=== Ziel A ===
Entnehmen Sie dem Text zum Prinzip Rosa bitte wörtlich alles von „Soziologie: Das Prinzip“ bis hinunter zu „und was Ei.“.
=== Ziel B ===
Wie viele Filialen hat „Bipa“ laut dem Text zum Prinzip Rosa?
=== Ziel C ===
Führen Sie den Text zum Prinzip Rosa ab seinem letzten Satz weiter.

Soziologie: Das Prinzip Rosa

Nicht nur Menschen haben ein Geschlecht, auch Konsumgegenstände sind männlich oder weiblich. Das Verhältnis von Werbung und Konsumenten funktioniert wie ein Zirkel, bei dem man schwer bestimmen kann, was Henne ist und was Ei.

Der Name „Bipa“ bedeutet „Billig-Parfümerie“. Mit 147 Filialen ist sie eine omnipräsente Drogeriemarktkette in Wien. Das Auffälligste an „Bipa“ ist, dass der Laden komplett in Weiß und penetrantem Rosa gehalten ist. Rosa schimmern sämtliche Schilder und das Licht im Laden, rosa sind die Griffe der Einkaufswagen, rosa die Kühltaschen und Luftmatratzen, die „Bipa“ in diesem Sommer zum Verkauf anbietet, und rosa sind auch die Badetücher mit der Aufschrift: „Reserviert für die schönste Frau der Welt“. Eine Diplomarbeit zum „Image von Drogeriemärkten bei männlichen Konsumenten“, eingereicht an der Universität Wien, kommt zu dem Schluss, dass „Bipa“ zwar im Vergleich zu „Schlecker“ und „dm“ die meisten Männerprodukte anbietet, aber – wen wundert’s – Männer am wenigsten anspricht. Es wird wohl an der Farbe liegen.

Warum hält sich Rosa so hartnäckig als Zeichen für Weiblichkeit? Soziologen beschreiben unsere moderne und postmoderne Lebenswelt oft mit den Schlagworten „Enttraditionalisierung“ und „Individualisierung“. Meist ist auch davon die Rede, dass sich die herkömmlichen Geschlechterarrangements immer weiter auflösen, die Rollenerwartungen flexibler und die Geschlechtsbilder wesentlich vielfältiger geworden sind. Doch ist das nur die eine Hälfte der Wahrheit. Denn wenn man sich in den gegenwärtigen Konsumwelten umsieht, kann man zwar durchaus eine „Enttraditionalisierung“ der Geschlechterrollen finden, keinesfalls aber eine Auflösung der Geschlechtsstereotypien. Anders ausgedrückt: Mittlerweile benutzen zwar (manche) Männer Anti-Aging Cremes, aber eine solches Produkt wird sich niemals in einer rosafarbenen Tube verkaufen können.

=== Datenauszug ===

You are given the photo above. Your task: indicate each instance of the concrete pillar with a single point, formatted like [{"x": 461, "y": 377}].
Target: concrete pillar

=== Schriftliche Antwort A ===
Soziologie: Das Prinzip Rosa

Nicht nur Menschen haben ein Geschlecht, auch Konsumgegenstände sind männlich oder weiblich. Das Verhältnis von Werbung und Konsumenten funktioniert wie ein Zirkel, bei dem man schwer bestimmen kann, was Henne ist und was Ei.

=== Schriftliche Antwort B ===
147 Filialen.

=== Schriftliche Antwort C ===
Dass Geschlecht zu einem großen Teil eine Phantasieangelegenheit ist, wird nirgends deutlicher als in der Werbung, die jedes beliebige Produkt als „männlich“, (das heißt „für Männer“) oder „weiblich“ (also „für Frauen“) oder „unisex“ qualifiziert. Ein gutes Beispiel ist Diät-Cola. Die Flasche mit dem weichen schwarzen Schriftzug „light“ auf silbernem Etikett wendet sich an Frauen, „Coke zero“ in schnörkelloser weißer Schrift auf schwarzem Grund ist, klar, für Männer. Geschlechtliche Markierungen von Produkten sind wie Etiketten auf Flaschen, sie sind nur willkürliche Zeichen. Jedes Kind weiß, dass es keinen zwingenden Grund gibt, silber mit „weiblich“ und schwarz mit „männlich“ zu verbinden. Doch warum funktioniert das Prinzip, was macht es so wirksam?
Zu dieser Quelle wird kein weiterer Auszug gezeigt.